= Stated task =
Rewrite each of the records below, changing every instance of "matching region" to "matching area" and keeping everything else the same. Leave the pictures out of your rewritten version.
--- BEGIN Data for this task ---
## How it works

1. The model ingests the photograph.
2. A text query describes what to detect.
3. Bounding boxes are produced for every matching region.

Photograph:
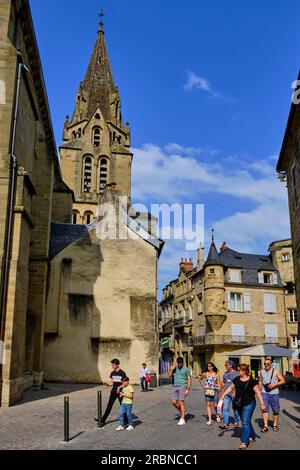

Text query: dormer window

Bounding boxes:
[93,127,101,147]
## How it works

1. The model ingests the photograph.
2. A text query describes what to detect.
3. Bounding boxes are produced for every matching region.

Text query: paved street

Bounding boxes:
--- END Data for this task ---
= Result =
## How it works

1. The model ingests the photograph.
2. A text query describes what to detect.
3. Bounding boxes are produced for every matching area.

Photograph:

Text query: dormer window

Bounding boxes:
[93,127,101,147]
## How it works

1. The model ingests the photograph.
2. A text query describes what to detect.
3. Bounding boxes are produced for every matching area.

Text query: paved street

Bounding boxes:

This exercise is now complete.